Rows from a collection
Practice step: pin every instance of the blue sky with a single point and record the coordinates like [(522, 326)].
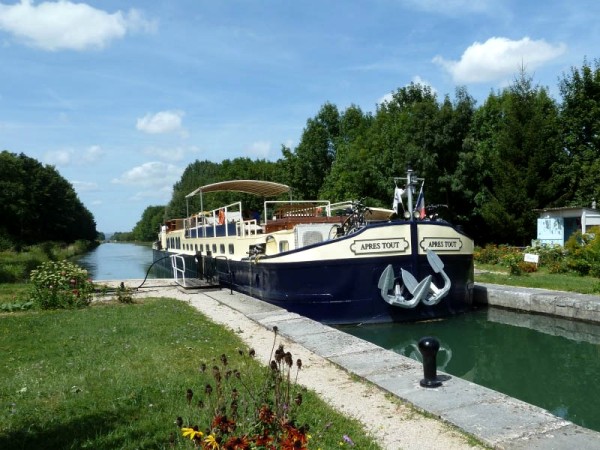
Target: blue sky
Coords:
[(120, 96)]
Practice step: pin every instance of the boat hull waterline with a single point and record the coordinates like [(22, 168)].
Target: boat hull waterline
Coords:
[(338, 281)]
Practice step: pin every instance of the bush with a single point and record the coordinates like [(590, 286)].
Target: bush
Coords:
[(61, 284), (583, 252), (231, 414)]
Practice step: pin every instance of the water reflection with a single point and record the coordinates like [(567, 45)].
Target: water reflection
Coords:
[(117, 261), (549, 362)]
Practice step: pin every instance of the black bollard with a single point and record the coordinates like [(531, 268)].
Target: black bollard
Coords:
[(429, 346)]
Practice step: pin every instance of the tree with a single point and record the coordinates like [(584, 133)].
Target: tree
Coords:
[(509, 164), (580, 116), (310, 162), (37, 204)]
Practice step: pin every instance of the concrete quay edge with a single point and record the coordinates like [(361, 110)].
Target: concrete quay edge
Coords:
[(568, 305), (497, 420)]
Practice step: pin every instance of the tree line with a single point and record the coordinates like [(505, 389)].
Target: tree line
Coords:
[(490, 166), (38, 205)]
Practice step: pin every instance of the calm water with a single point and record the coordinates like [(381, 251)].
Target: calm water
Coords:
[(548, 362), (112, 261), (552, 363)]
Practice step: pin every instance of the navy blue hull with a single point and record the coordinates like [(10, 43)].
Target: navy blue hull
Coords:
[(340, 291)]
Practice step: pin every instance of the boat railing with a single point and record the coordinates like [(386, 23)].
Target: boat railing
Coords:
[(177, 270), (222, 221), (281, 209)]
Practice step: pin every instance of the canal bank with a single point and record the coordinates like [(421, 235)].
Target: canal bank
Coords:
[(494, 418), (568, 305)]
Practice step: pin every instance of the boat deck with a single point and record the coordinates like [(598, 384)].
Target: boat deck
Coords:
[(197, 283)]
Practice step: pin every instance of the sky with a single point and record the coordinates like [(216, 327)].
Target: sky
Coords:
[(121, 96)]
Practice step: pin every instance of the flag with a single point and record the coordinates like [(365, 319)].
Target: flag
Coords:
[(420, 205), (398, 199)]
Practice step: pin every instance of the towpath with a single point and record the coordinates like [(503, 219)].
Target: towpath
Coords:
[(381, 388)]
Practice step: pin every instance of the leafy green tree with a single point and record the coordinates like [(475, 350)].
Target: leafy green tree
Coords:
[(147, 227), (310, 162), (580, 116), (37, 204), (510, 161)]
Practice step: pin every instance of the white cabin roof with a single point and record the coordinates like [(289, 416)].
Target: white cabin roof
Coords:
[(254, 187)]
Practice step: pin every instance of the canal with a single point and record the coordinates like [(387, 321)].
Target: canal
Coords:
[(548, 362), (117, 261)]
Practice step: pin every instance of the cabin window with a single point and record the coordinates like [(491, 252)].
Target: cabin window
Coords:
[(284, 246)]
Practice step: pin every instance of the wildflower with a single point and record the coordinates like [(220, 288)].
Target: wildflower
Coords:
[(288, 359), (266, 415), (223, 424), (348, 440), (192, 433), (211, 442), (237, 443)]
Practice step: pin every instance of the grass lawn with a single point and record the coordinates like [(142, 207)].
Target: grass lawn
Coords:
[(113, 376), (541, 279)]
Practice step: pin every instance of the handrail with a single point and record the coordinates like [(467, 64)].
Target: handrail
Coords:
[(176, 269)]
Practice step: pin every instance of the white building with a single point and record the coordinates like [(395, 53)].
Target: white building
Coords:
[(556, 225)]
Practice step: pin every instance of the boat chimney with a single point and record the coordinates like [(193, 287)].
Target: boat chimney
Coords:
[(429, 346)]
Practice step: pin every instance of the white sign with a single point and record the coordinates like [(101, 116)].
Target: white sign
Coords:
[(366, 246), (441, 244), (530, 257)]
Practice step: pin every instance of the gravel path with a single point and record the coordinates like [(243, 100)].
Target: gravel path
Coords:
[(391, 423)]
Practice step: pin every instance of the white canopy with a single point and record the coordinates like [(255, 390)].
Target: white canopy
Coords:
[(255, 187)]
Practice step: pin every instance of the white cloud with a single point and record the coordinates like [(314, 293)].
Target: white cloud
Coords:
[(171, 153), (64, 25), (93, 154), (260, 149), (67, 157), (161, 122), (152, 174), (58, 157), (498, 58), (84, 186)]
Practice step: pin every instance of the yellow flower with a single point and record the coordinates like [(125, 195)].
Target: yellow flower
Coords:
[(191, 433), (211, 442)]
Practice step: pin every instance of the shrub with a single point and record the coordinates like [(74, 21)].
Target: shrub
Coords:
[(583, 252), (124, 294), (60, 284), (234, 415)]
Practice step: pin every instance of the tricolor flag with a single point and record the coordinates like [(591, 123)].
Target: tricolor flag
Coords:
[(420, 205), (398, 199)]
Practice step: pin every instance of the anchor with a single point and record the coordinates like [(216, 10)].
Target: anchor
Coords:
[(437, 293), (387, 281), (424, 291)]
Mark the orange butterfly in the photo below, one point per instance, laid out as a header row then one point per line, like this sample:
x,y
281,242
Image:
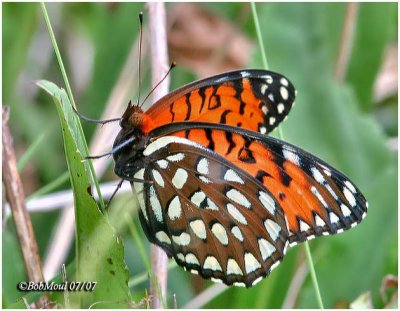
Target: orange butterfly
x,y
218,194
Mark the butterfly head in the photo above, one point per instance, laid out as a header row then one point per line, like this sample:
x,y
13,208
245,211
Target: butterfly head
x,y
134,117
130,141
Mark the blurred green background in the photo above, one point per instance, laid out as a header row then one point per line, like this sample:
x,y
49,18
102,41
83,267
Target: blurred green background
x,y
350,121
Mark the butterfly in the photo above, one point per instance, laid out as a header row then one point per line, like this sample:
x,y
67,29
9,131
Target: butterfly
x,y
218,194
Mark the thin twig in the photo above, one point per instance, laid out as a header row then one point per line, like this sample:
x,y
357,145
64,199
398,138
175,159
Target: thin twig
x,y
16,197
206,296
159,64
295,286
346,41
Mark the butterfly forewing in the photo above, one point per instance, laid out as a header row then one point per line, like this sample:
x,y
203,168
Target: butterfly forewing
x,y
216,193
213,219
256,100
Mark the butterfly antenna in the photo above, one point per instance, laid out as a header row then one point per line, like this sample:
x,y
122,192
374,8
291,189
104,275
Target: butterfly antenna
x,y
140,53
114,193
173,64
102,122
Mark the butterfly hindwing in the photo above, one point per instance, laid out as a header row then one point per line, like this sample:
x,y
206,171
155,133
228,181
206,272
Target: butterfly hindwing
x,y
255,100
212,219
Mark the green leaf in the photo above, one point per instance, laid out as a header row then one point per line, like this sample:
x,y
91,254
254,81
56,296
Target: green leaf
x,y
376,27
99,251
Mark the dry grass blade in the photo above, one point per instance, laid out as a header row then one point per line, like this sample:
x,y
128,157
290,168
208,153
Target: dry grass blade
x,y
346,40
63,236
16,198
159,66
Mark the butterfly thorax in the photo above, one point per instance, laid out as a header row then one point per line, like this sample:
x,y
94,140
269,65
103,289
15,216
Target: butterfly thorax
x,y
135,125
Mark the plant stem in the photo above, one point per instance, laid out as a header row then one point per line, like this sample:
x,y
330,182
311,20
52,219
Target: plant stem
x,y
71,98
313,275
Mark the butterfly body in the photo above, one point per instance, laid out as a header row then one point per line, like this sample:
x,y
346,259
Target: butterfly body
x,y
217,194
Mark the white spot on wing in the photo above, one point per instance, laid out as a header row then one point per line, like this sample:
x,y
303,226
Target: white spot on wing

WRITTEN EXERCISE
Swap "Coords" for "Coordinates" throughout the rows, from the start of the rows to the line with "[(568, 305), (497, 420)]", both ends included, leaving everything else unchanged. Leave the pictures out of your answer.

COMPLETE ANSWER
Practice step: pin every instance of the blue sky with a single point and record the coordinates like [(522, 326)].
Target: blue sky
Coordinates:
[(120, 96)]
Practice step: pin every instance of the boat hull waterline with a single point and record the coordinates like [(22, 168)].
Target: boat hull waterline
Coordinates:
[(338, 281)]
Practice step: pin every instance of the bush with a single point and record the coordinates like [(590, 286)].
Target: bush
Coordinates:
[(61, 284), (583, 252), (231, 414)]
Practice step: pin every instance of the water reflection with a single point and record the coordinates like [(567, 45)].
Target: water reflection
Coordinates:
[(117, 261), (549, 362)]
Practice step: pin every instance of the black bollard with a single point and record the coordinates like [(531, 268)].
Target: black bollard
Coordinates:
[(429, 346)]
Practice step: pin every instance of the tree with a single point and record the coordinates like [(584, 133)].
Target: tree
Coordinates:
[(509, 164), (580, 116), (310, 162), (37, 204)]
Practice step: pin every instance of the concrete quay edge with a single point and record the coordinates like [(361, 110)].
Target: concrete quay edge
Coordinates:
[(568, 305), (497, 420)]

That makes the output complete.